Dataset entries:
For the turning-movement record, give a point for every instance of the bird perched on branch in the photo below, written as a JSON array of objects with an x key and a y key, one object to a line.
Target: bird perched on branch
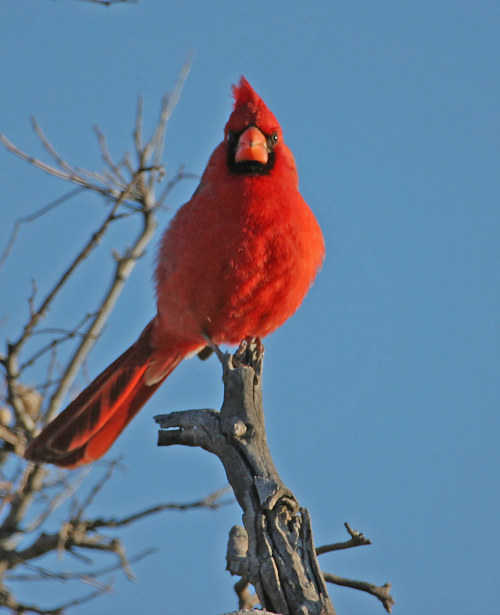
[{"x": 235, "y": 263}]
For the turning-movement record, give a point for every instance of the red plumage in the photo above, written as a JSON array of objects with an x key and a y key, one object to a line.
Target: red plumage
[{"x": 235, "y": 262}]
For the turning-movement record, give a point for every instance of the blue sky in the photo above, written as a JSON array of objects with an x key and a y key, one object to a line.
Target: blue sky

Exercise directions:
Reproduce the listing with each occurrence of "photo" replaced by "image" and everything else unchanged. Omit the pictures from your answer.

Reply:
For the turning-movement record, give a point for every instance of the bird perched on branch in the image below, written as a JSON array of objects with an x key and a y key, one object to a line.
Target: bird perched on branch
[{"x": 235, "y": 263}]
For the turning-movement record, give a point for every instance of the red plumage in the image above, written as a JSON array of objects with an x key and a y key, one object to a line.
Target: red plumage
[{"x": 235, "y": 262}]
For the turning-movement record, give a point for every instance of the blue sky in the image above, written as a JSON array of objects with an x key and a y key, one object to a line.
Target: blue sky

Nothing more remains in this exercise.